-------- CUPLIKAN DOKUMEN
Syafi'i menduga, larangan ini terbit, karena jualan soal infrastruktur dari kubu Joko Widodo-Ma'ruf sudah tidak laku lagi. Dia meyakini larangan itu memiliki muatan politik dan terkait dengan pemilihan umum.

"Mungkin, karena jualan tol tidak laku lagi, jualan kartu-kartu tidak laku lagi, sekarang jualan kafir. Pasti ada unsur politik dan sangat terkait dengan pemilu," kata Syafi'i, saat dihubungi VIVA, Senin, 4 Maret 2019.

Syafi'i menjelaskan lebih dari 500 istilah kafir dalam Alquran, juga terdapat dalam hadis nabi. Tidak mungkin munas suatu ormas bisa membatalkan kata-kata yang ada di Kitab Allah Alquran. Dia malah takut akan ada amandemen.

Sementara itu, kolega Syafii, Andre Rosiade, menyerang Said Aqil Siradj. Dia menilai Said sudah melakukan sesuatu yang tidak patut.

"Saya rasa, Said Aqil terlalu percaya diri, merasa kiai besar. Tidak pas lah dan di luar kepatutan umat Islam," ujarnya.

Demi Persatuan

Calon Wakil Presiden nomor urut 01 Ma'ruf Amin menilai usul yang dikeluarkan Nahdlatul Ulama mengganti kata kafir dengan nonmuslim untuk menjaga keutuhan bangsa. Menurutnya, kata-kata itu bisa menjauhkan, atau mendiskriminasikan.
----------------
-------- CUPLIKAN DATA
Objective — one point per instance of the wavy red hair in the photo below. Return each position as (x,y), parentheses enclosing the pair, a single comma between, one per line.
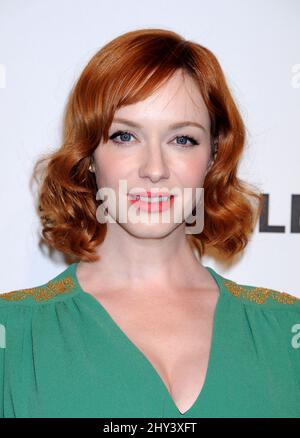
(124,71)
----------------
Salin tanpa perubahan bagian berita tentang istilah kafir, mulai dari "Syafi'i menjelaskan lebih" hingga "menjauhkan, atau mendiskriminasikan.".

Syafi'i menjelaskan lebih dari 500 istilah kafir dalam Alquran, juga terdapat dalam hadis nabi. Tidak mungkin munas suatu ormas bisa membatalkan kata-kata yang ada di Kitab Allah Alquran. Dia malah takut akan ada amandemen.

Sementara itu, kolega Syafii, Andre Rosiade, menyerang Said Aqil Siradj. Dia menilai Said sudah melakukan sesuatu yang tidak patut.

"Saya rasa, Said Aqil terlalu percaya diri, merasa kiai besar. Tidak pas lah dan di luar kepatutan umat Islam," ujarnya.

Demi Persatuan

Calon Wakil Presiden nomor urut 01 Ma'ruf Amin menilai usul yang dikeluarkan Nahdlatul Ulama mengganti kata kafir dengan nonmuslim untuk menjaga keutuhan bangsa. Menurutnya, kata-kata itu bisa menjauhkan, atau mendiskriminasikan.